◆ What you are asked to do
Reproduce all of the data below line for line and without any change, leaving out the pictures.

◆ Supplied material
* Begin *
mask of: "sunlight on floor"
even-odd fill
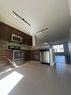
[[[24,76],[16,71],[0,80],[0,95],[8,95]]]

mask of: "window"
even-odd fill
[[[53,49],[54,49],[55,52],[64,52],[63,44],[61,44],[61,45],[54,45]]]

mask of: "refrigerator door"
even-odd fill
[[[40,62],[50,63],[49,51],[41,51],[40,52]]]

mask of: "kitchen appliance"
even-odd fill
[[[22,43],[22,37],[20,37],[16,34],[12,34],[11,41],[12,42],[17,42],[17,43]]]
[[[40,62],[47,63],[50,65],[50,54],[49,49],[47,50],[40,50]]]

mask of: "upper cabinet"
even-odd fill
[[[11,41],[12,34],[22,37],[22,44],[32,45],[32,36],[25,34],[7,24],[0,22],[0,39]]]

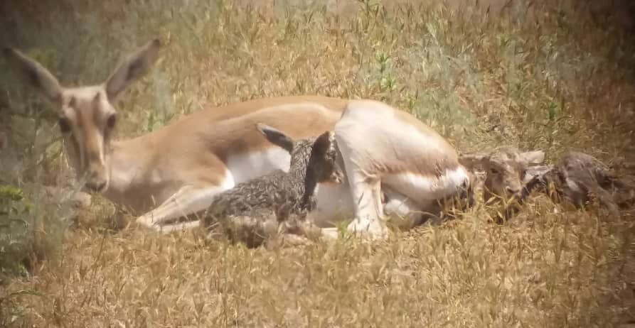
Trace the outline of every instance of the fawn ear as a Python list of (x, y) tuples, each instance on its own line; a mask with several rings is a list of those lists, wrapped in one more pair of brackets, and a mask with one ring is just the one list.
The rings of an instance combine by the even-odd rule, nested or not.
[(321, 134), (313, 143), (313, 149), (311, 151), (311, 157), (324, 157), (326, 152), (333, 147), (335, 142), (335, 134), (331, 131), (326, 131)]
[(284, 134), (284, 132), (262, 123), (257, 124), (256, 129), (265, 135), (265, 137), (267, 138), (269, 142), (284, 149), (289, 153), (293, 151), (293, 140)]
[(4, 48), (3, 53), (7, 59), (13, 60), (16, 64), (23, 76), (28, 79), (28, 84), (46, 96), (47, 99), (53, 102), (61, 99), (62, 87), (60, 82), (44, 66), (12, 48)]
[(545, 152), (543, 151), (528, 151), (521, 153), (518, 157), (526, 165), (540, 164), (545, 160)]

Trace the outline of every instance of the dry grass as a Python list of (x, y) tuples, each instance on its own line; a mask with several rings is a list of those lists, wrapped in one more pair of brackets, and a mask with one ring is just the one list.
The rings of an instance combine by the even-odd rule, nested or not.
[[(368, 0), (345, 20), (319, 1), (263, 14), (232, 1), (75, 2), (8, 15), (3, 30), (11, 33), (0, 40), (76, 84), (105, 79), (124, 50), (159, 35), (159, 64), (117, 104), (120, 137), (202, 106), (321, 94), (386, 101), (464, 151), (505, 143), (542, 148), (550, 159), (577, 149), (609, 163), (635, 160), (634, 43), (610, 19), (564, 3), (527, 9), (513, 2), (485, 14), (472, 5), (384, 11)], [(63, 179), (54, 115), (14, 82), (0, 82), (0, 126), (8, 131), (0, 166), (16, 168), (0, 181), (25, 190), (35, 214), (23, 219), (41, 228), (18, 239), (1, 227), (0, 234), (41, 255), (28, 257), (28, 274), (3, 274), (0, 325), (551, 327), (635, 320), (633, 214), (563, 212), (543, 197), (504, 226), (488, 223), (479, 205), (461, 219), (386, 241), (296, 248), (247, 250), (203, 241), (197, 231), (114, 230), (119, 219), (107, 202), (61, 229), (72, 217), (66, 207), (36, 192), (38, 184)], [(63, 251), (33, 240), (58, 241)]]

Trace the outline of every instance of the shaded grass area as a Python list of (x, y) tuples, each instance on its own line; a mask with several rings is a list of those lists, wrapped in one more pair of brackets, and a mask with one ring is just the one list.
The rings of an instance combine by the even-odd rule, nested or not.
[[(204, 106), (319, 94), (383, 100), (461, 151), (511, 144), (543, 149), (549, 160), (567, 149), (617, 166), (635, 160), (633, 43), (610, 17), (564, 2), (513, 2), (488, 13), (472, 4), (388, 10), (365, 0), (347, 18), (319, 1), (270, 11), (228, 1), (77, 2), (26, 1), (9, 12), (11, 33), (0, 40), (78, 84), (105, 80), (125, 52), (159, 36), (158, 64), (117, 104), (119, 137)], [(460, 220), (385, 242), (294, 249), (207, 243), (197, 231), (114, 231), (107, 202), (73, 214), (38, 196), (41, 184), (68, 181), (66, 165), (53, 107), (18, 82), (0, 82), (0, 166), (15, 168), (0, 181), (23, 190), (34, 214), (11, 212), (26, 224), (0, 227), (0, 251), (16, 258), (3, 271), (0, 324), (617, 327), (635, 319), (635, 228), (626, 212), (562, 212), (537, 197), (503, 226), (489, 224), (479, 204)], [(2, 195), (6, 207), (23, 206)], [(30, 237), (35, 231), (43, 233)]]

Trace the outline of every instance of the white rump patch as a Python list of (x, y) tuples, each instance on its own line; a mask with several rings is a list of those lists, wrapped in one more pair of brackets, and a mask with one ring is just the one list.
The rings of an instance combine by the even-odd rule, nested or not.
[(262, 151), (230, 155), (227, 167), (236, 184), (267, 175), (275, 170), (289, 172), (291, 155), (274, 145)]

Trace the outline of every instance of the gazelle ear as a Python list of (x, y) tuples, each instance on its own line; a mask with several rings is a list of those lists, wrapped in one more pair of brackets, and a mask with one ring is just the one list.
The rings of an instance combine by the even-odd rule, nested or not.
[(518, 157), (527, 165), (540, 164), (545, 161), (545, 152), (543, 151), (528, 151), (521, 153)]
[(20, 51), (6, 48), (4, 50), (4, 56), (13, 60), (28, 79), (28, 84), (43, 94), (52, 102), (58, 102), (62, 97), (62, 87), (53, 74), (39, 62), (28, 58)]
[(106, 94), (110, 101), (130, 84), (144, 76), (159, 57), (161, 43), (155, 38), (132, 53), (114, 70), (106, 81)]
[(262, 123), (257, 124), (256, 129), (265, 135), (269, 142), (284, 149), (289, 153), (293, 151), (293, 140), (284, 132)]

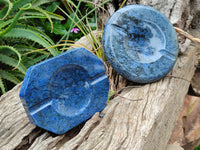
* End *
◆ The result
mask of: "sunlight on floor"
even-odd fill
[[[24,76],[16,71],[0,80],[0,95],[8,95]]]

mask of: "window"
even-odd fill
[[[53,49],[54,49],[55,52],[64,52],[63,44],[61,44],[61,45],[54,45]]]

mask of: "refrigerator door"
even-odd fill
[[[40,62],[50,63],[49,51],[41,51],[40,52]]]

mask of: "kitchen appliance"
even-odd fill
[[[22,43],[22,37],[20,37],[16,34],[12,34],[11,41],[12,42],[17,42],[17,43]]]
[[[40,62],[47,63],[50,65],[50,54],[49,49],[47,50],[40,50]]]

mask of: "upper cabinet"
even-odd fill
[[[11,41],[12,34],[22,37],[22,44],[32,45],[32,36],[25,34],[7,24],[0,22],[0,39]]]

Trace the outline of every instance of the fawn ear as a Python list of (x, y) tuples, each instance on its own line; a mask with several rings is a list of those lists, wrapped in one more pair of brackets, and a mask with one ring is just the one list.
The rings of an instance combine by the even-odd rule, nested or not.
[(321, 134), (313, 143), (313, 149), (311, 151), (311, 157), (324, 157), (326, 152), (333, 147), (335, 142), (335, 134), (331, 131), (326, 131)]
[(284, 134), (284, 132), (262, 123), (257, 124), (256, 129), (265, 135), (265, 137), (267, 138), (269, 142), (284, 149), (289, 153), (293, 151), (293, 140)]
[(4, 48), (3, 53), (7, 59), (13, 60), (16, 64), (23, 76), (28, 79), (28, 84), (46, 96), (47, 99), (53, 102), (61, 99), (62, 87), (60, 82), (44, 66), (12, 48)]
[(545, 152), (543, 151), (528, 151), (521, 153), (518, 157), (526, 165), (540, 164), (545, 160)]

Trace the outline of every instance of the dry grass as a Python list of (x, y) tuples, each instance on its own line; a mask with several rings is a list of those lists, wrapped in one more pair of brackets, and a mask with one ring is just the one list.
The rings of an instance combine by the even-odd rule, nested or not.
[[(368, 0), (345, 20), (319, 1), (263, 14), (232, 1), (75, 2), (8, 15), (3, 30), (11, 33), (0, 40), (76, 84), (105, 79), (124, 50), (159, 35), (159, 64), (117, 104), (120, 137), (202, 106), (321, 94), (386, 101), (464, 151), (505, 143), (542, 148), (550, 159), (577, 149), (609, 163), (635, 160), (634, 43), (610, 19), (564, 3), (527, 9), (513, 2), (485, 14), (472, 5), (384, 11)], [(63, 179), (54, 115), (14, 82), (0, 82), (0, 126), (8, 131), (0, 166), (16, 168), (0, 181), (25, 190), (35, 214), (23, 219), (41, 228), (18, 239), (1, 227), (0, 234), (41, 255), (28, 257), (28, 274), (3, 274), (0, 325), (551, 327), (635, 320), (633, 214), (563, 212), (543, 197), (504, 226), (488, 223), (479, 205), (461, 219), (386, 241), (296, 248), (247, 250), (203, 241), (197, 231), (114, 230), (119, 219), (107, 202), (61, 229), (72, 217), (66, 207), (36, 192), (38, 184)], [(63, 251), (33, 240), (58, 241)]]

Trace the outline of every instance of the shaded grass area as a Python list of (x, y) tuples, each instance on its own line; a mask with several rings is a list of those lists, wrapped in one more pair of brackets, and a mask with one ring is just the one list.
The rings of an instance combine by the even-odd rule, nested or not.
[[(204, 106), (319, 94), (383, 100), (461, 151), (511, 144), (543, 149), (549, 160), (567, 149), (617, 166), (635, 160), (633, 43), (610, 17), (564, 2), (513, 2), (488, 13), (472, 4), (388, 10), (365, 0), (347, 18), (319, 1), (270, 11), (228, 1), (77, 2), (26, 1), (9, 12), (11, 33), (0, 40), (78, 84), (105, 80), (125, 52), (159, 36), (158, 64), (117, 104), (119, 137)], [(460, 220), (385, 242), (294, 249), (207, 243), (197, 231), (114, 231), (107, 202), (73, 214), (38, 196), (41, 184), (68, 181), (66, 165), (53, 107), (18, 82), (0, 82), (0, 166), (15, 168), (0, 181), (23, 190), (34, 214), (11, 212), (26, 224), (0, 227), (0, 251), (16, 258), (3, 271), (0, 324), (617, 327), (635, 319), (635, 228), (626, 212), (562, 212), (537, 197), (503, 226), (489, 224), (479, 204)], [(2, 195), (6, 207), (23, 206)], [(30, 237), (35, 231), (43, 233)]]

Trace the outline of every instance of the white rump patch as a Python list of (x, y) tuples, each instance on its own line; a mask with several rings is a list of those lists, wrapped in one more pair of brackets, and a mask with one ring is just the one list.
The rings of an instance combine by the even-odd rule, nested or not.
[(262, 151), (230, 155), (227, 167), (236, 184), (267, 175), (275, 170), (289, 172), (291, 155), (274, 145)]

Trace the outline of every instance of the gazelle ear as a Python list of (x, y) tuples, each instance on its own line; a mask with several rings is a list of those lists, wrapped in one more pair of brackets, and a mask with one ring is just the one list.
The rings of an instance combine by the even-odd rule, nested or not.
[(518, 157), (527, 165), (540, 164), (545, 161), (545, 152), (543, 151), (528, 151), (521, 153)]
[(20, 51), (6, 48), (4, 50), (4, 56), (13, 60), (28, 79), (28, 84), (43, 94), (52, 102), (58, 102), (62, 97), (62, 87), (53, 74), (39, 62), (28, 58)]
[(106, 94), (110, 101), (130, 84), (144, 76), (159, 57), (161, 43), (155, 38), (132, 53), (114, 70), (106, 81)]
[(262, 123), (257, 124), (256, 129), (265, 135), (269, 142), (284, 149), (289, 153), (293, 151), (293, 140), (284, 132)]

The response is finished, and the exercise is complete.